Task to complete: Copy out the lines of the material that include the string "wearing".

--------------------------------------------------

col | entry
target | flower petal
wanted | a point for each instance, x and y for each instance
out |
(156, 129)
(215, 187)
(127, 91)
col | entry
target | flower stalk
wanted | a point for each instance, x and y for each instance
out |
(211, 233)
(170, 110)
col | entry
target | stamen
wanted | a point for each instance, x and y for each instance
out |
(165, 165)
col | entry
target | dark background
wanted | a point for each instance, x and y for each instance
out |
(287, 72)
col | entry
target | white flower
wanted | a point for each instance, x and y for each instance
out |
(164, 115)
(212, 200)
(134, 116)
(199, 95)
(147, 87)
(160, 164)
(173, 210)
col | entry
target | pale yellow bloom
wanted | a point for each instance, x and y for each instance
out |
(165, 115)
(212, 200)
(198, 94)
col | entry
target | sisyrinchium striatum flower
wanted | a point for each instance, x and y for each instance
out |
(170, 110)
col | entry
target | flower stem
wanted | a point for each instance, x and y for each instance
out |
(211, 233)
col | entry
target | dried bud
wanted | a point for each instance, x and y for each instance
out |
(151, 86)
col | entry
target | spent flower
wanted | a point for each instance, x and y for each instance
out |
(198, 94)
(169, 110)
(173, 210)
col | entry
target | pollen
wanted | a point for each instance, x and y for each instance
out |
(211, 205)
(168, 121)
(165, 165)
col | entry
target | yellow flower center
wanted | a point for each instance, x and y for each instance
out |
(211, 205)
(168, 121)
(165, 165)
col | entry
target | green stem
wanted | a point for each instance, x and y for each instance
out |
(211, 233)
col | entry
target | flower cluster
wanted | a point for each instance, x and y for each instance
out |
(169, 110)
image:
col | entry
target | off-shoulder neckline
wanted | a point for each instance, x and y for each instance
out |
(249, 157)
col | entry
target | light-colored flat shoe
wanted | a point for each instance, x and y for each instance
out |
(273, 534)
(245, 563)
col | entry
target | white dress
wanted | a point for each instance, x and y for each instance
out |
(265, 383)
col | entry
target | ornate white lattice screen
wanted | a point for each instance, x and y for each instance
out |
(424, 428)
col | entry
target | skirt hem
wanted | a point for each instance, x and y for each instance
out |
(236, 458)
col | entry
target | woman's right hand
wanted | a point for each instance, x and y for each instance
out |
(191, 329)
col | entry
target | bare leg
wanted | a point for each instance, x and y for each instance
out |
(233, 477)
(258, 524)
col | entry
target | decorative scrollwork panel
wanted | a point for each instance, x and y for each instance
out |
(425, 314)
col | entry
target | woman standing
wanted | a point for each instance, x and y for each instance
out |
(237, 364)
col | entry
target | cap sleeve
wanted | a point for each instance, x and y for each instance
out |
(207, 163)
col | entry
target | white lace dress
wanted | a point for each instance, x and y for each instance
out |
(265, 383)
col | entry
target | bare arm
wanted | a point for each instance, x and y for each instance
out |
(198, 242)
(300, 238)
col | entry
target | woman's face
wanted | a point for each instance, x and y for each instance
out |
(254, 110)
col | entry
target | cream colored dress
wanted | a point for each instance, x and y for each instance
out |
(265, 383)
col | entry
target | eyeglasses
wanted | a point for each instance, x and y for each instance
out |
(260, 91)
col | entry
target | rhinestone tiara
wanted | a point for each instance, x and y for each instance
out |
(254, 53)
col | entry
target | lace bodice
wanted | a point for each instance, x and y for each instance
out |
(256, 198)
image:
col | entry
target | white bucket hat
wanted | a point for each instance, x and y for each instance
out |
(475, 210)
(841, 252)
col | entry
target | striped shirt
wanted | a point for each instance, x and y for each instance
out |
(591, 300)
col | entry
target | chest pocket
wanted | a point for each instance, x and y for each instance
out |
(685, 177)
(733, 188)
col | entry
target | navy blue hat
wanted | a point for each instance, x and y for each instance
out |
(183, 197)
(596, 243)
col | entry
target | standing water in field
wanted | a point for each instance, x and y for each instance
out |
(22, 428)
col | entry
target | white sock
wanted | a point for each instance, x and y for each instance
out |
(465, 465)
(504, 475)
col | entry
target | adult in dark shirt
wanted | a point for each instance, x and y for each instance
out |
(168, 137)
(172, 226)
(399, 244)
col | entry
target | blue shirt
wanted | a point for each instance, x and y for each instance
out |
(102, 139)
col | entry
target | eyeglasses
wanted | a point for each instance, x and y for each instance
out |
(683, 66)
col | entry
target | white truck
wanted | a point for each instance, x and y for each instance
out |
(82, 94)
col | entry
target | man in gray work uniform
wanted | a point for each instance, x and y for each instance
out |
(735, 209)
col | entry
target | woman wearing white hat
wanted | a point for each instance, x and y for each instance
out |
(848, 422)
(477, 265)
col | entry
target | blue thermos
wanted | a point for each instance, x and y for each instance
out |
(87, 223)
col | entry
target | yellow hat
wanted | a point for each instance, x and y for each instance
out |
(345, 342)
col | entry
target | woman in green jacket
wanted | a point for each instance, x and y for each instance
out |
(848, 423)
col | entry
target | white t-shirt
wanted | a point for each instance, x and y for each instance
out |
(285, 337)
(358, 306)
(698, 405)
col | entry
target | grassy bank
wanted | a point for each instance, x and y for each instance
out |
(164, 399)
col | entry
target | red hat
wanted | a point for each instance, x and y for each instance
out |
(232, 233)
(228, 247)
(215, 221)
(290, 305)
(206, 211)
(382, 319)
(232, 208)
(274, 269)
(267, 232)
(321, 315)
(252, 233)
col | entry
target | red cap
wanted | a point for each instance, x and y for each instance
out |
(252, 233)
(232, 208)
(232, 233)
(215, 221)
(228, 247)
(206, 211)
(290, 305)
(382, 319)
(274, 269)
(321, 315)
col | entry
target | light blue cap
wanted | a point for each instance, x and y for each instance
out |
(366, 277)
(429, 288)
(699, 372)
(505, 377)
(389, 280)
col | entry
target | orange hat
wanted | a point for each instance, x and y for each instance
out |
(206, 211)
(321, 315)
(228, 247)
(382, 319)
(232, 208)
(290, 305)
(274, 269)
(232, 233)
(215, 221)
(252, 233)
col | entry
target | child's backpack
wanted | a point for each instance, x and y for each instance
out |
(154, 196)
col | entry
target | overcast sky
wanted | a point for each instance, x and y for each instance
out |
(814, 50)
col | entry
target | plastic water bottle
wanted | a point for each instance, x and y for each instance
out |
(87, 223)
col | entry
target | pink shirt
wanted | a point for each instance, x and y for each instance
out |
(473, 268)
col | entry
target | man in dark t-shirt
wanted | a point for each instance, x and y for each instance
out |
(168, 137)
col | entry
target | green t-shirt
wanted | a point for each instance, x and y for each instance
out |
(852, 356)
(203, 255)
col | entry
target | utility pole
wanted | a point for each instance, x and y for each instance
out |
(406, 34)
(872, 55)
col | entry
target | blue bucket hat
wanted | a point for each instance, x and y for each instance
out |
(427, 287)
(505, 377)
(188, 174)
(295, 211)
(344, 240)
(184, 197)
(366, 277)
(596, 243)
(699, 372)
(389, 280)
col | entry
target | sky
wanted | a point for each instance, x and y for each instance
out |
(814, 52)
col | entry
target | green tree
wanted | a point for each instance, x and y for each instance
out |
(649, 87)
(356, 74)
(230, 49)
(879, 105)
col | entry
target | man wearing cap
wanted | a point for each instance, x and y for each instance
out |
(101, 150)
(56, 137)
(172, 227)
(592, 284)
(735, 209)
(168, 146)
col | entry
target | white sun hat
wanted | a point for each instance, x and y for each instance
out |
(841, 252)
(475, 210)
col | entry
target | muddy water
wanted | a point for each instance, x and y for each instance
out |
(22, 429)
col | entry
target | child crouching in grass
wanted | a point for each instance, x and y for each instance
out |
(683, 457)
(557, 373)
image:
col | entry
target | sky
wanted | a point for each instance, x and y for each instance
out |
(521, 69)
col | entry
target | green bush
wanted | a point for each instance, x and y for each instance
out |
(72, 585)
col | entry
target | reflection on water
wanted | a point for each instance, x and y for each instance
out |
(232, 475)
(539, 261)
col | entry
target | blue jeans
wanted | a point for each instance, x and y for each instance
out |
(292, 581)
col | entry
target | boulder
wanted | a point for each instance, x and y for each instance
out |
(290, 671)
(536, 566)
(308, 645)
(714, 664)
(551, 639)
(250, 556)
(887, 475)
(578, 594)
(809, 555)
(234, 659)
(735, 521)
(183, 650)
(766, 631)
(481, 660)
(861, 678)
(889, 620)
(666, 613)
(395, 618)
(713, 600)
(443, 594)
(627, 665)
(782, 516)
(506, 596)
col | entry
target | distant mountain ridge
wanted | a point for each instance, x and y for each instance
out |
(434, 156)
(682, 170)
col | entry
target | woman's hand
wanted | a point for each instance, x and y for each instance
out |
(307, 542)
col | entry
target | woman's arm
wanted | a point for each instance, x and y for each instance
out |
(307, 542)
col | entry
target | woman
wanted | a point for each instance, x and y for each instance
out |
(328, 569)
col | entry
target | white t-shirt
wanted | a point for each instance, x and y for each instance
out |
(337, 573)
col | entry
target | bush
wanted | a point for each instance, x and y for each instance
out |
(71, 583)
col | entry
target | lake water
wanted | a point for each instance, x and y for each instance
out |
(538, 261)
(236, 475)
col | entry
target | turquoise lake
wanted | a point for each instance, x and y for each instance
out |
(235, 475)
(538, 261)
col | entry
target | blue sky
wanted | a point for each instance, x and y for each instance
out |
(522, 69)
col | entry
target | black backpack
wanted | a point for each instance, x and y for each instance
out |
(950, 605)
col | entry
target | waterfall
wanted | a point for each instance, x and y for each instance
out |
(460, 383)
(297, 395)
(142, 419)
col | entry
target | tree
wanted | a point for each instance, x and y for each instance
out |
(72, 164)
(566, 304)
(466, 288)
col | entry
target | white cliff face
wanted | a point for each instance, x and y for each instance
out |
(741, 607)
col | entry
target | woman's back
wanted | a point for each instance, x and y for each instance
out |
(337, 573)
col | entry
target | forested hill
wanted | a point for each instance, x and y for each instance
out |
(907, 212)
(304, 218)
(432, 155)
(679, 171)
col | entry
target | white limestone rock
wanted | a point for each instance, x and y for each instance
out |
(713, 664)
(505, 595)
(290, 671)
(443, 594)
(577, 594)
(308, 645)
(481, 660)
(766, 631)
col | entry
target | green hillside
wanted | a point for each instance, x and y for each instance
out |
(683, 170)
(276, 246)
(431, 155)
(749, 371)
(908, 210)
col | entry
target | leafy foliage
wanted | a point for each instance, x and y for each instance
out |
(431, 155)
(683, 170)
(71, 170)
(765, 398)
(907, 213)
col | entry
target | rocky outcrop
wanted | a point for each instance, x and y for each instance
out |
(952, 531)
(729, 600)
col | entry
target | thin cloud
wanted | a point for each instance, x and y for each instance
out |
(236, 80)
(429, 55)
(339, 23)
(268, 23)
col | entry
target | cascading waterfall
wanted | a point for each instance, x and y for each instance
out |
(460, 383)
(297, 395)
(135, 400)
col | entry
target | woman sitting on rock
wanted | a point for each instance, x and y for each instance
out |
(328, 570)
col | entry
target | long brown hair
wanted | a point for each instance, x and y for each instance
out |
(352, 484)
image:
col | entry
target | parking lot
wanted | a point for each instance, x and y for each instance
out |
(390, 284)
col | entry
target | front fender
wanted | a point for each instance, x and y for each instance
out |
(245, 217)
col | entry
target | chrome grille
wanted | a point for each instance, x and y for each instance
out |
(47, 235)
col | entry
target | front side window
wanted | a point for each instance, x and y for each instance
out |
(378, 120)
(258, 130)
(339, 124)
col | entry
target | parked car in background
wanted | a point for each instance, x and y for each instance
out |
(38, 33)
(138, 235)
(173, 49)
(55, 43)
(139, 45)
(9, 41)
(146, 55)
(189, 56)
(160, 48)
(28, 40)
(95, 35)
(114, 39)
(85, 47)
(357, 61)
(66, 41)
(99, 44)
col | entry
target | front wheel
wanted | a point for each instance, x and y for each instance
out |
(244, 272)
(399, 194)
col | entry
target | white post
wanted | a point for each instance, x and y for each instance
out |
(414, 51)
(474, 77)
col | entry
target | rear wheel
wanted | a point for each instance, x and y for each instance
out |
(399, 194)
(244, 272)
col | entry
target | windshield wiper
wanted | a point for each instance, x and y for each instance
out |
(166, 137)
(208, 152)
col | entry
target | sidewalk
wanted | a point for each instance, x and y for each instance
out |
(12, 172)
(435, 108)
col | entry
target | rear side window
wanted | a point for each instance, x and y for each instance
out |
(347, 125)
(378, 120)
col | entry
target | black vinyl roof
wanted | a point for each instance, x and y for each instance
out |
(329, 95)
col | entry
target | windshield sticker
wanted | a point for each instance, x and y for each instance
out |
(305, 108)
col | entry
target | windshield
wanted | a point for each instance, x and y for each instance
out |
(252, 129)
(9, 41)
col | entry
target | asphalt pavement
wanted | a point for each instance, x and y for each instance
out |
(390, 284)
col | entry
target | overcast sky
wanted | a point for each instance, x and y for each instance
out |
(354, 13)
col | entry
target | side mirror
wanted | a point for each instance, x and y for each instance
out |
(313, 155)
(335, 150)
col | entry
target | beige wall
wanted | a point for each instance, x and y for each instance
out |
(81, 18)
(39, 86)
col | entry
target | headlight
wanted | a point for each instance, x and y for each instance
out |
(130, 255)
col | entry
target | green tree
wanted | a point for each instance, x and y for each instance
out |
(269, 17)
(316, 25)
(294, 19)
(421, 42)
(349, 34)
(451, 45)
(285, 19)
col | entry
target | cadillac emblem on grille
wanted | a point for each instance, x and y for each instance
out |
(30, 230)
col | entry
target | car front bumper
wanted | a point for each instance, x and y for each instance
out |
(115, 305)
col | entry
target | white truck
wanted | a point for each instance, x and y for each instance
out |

--------------------------------------------------

Written solution:
target | woman wearing white hat
target | man wearing cap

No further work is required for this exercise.